List each line of the rows below that contains the word "road", matching case exactly.

- - -

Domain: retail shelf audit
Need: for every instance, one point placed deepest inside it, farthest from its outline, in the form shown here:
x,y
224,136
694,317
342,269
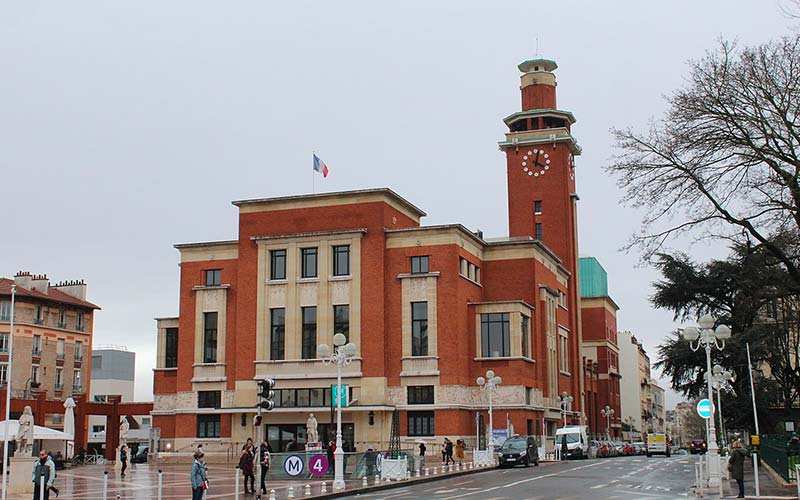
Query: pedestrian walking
x,y
45,468
460,447
198,476
123,459
736,465
246,466
264,458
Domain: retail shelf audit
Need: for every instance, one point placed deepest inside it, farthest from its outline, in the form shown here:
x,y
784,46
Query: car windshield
x,y
514,444
571,438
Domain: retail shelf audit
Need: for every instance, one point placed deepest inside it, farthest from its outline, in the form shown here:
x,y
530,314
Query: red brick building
x,y
430,308
600,347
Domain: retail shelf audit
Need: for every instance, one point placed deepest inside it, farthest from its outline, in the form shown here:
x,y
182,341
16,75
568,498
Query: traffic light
x,y
266,394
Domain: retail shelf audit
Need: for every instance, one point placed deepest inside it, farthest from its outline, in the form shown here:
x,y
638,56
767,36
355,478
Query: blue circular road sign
x,y
704,408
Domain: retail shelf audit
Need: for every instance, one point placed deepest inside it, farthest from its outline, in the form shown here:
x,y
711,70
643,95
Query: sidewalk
x,y
768,487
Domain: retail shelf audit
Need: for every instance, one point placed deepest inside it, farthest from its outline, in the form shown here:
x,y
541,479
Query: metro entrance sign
x,y
704,408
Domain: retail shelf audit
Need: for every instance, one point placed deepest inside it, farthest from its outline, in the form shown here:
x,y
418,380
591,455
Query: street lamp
x,y
489,384
707,336
719,380
341,354
566,400
608,412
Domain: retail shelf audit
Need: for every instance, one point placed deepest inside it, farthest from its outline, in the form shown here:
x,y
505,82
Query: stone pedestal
x,y
20,475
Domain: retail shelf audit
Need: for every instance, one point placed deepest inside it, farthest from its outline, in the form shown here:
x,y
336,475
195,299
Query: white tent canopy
x,y
43,433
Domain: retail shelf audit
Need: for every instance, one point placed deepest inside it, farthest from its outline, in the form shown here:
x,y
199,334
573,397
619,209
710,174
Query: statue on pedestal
x,y
311,429
24,436
124,427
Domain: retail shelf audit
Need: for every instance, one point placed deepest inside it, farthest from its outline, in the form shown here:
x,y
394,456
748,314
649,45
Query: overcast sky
x,y
128,126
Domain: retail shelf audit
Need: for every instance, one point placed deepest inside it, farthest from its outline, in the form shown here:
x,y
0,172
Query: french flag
x,y
319,166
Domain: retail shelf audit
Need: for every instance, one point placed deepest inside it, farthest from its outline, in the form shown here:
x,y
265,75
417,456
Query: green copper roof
x,y
547,64
594,279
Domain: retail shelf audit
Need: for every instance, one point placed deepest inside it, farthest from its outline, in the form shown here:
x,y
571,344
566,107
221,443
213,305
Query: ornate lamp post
x,y
566,400
341,354
489,384
707,336
608,412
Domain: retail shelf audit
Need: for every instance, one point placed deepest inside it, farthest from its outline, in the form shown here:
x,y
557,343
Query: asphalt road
x,y
628,478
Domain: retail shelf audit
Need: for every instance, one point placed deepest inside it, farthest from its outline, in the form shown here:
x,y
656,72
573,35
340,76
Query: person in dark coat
x,y
736,465
246,465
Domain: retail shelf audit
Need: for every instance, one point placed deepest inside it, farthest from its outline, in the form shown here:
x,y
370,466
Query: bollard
x,y
236,484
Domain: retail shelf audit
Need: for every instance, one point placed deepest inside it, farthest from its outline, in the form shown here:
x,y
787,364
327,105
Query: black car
x,y
698,446
519,450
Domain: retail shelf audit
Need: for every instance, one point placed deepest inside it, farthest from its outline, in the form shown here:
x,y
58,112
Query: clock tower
x,y
540,153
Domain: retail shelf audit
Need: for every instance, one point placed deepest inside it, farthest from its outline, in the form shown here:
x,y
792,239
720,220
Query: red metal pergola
x,y
113,409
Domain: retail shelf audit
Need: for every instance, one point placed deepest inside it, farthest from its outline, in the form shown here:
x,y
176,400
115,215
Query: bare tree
x,y
725,160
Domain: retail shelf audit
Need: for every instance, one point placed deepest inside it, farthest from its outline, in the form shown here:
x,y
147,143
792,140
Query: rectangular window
x,y
171,348
495,335
308,261
277,340
341,320
213,277
277,264
209,399
210,337
309,332
208,426
419,328
420,423
419,264
420,395
341,260
526,350
564,348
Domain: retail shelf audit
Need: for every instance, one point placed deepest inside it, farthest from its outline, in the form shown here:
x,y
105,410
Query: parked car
x,y
698,447
519,450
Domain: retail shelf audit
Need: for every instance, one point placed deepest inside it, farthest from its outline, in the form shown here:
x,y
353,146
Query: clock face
x,y
535,162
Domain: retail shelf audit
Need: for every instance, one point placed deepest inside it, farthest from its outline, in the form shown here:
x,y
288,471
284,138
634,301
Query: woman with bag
x,y
198,477
736,465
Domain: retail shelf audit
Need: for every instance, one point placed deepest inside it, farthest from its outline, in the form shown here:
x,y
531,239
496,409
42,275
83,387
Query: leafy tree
x,y
750,292
725,160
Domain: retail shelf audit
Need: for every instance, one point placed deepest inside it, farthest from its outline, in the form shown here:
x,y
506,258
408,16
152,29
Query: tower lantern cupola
x,y
538,84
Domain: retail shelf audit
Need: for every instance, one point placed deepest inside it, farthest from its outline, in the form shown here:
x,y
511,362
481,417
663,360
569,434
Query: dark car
x,y
519,450
698,446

- - -

_Task result_
Query: blue circular road sign
Query: asphalt road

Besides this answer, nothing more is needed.